→ Travail demandé
Pouvez-vous reprendre le billet sur Eurocucina après sa dernière phrase et en rédiger la suite ?

→ Passage cité
++++++++++

Eurocucina : changement de saison et retour à la raison…

Actualités - 22 avril 2014

Depuis dix ans et plus que je lui suis fidèle, je trouve toujours au Salone del Mobile de Milan une saveur toute particulière lorsqu'il se tient une année paire. Je ne manque alors jamais de consacrer une journée à la visite d'Eurocucina ; celle-ci vient clore de manière bienvenue une semaine de travail éreintante, à la fin de laquelle je ne distingue plus un lit Calligaris d'une chaise Domitalia.  

 

Attention : je ne prétends en aucune façon au statut d'experte de la cuisine. C'est donc au seul titre de novice éclairée, comptant cinq éditions d'Eurocucina dans les mollets (affinés donc, en dépit des gnocchi à la crème de chez Lorenzo) que je vous confie mes impressions.

++++++++++

→ Extrait source
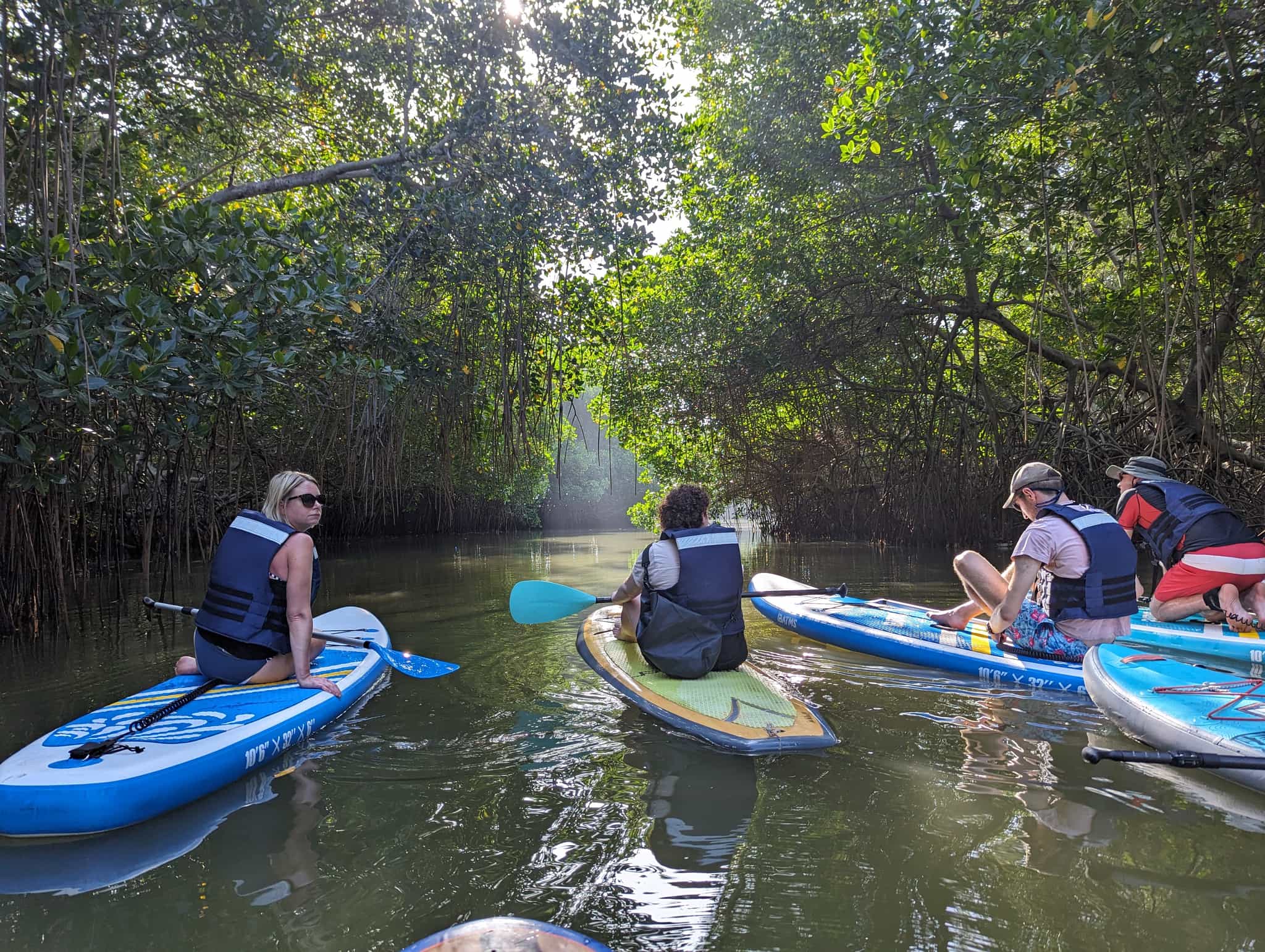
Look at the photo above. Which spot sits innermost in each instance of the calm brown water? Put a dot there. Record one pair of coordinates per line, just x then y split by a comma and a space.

++++++++++

→ Réponse à l'exercice
À l'aune du meuble, la cuisine comptait plus de visiteurs cette année qu'en 2012 ; on se bousculait et s'apostrophait joyeusement sur les stands en mille et une langues étrangères, nombre d'entre elles venant incidemment d'Asie. Quant aux exposants, ils avaient, comme de coutume, endossé une tenue d'apparat, un peu moins excentrique toutefois qu'il y a deux ou quatre ans. Quid des couleurs acidulées et des cuisines futuristes qui m'avaient tant égayée lors des précédentes éditions ? Il fallait se résigner à la victoire de la sagesse sur la séduisante mais moins vendeuse originalité. Car c’est le signe des temps nouveaux : au printemps de Milan, les cigales italiennes se sont un peu lassées de chanter le bel canto tout l’été, lorsqu’est venue une bise teutonne de rigueur mieux adaptée au refroidissement hivernal du marché.   

 

Changement de saison, et retour à la raison pour mieux rester maître en sa maison : croisé entre deux stands, un confrère m'a confié qu'il fallait voir dans cette sobriété retrouvée un retour à l’efficacité : les exposants, tous italiens mis à part cinq ou six exceptions notables, pâtissent à des degrés relatifs de la désormais célèbre conjoncture. Aussi se sont-ils  appliqués à présenter des solutions pratiques et fonctionnelles plutôt que de faire étalage, à l'aide de mises en scène improbables, de leur savoir-faire.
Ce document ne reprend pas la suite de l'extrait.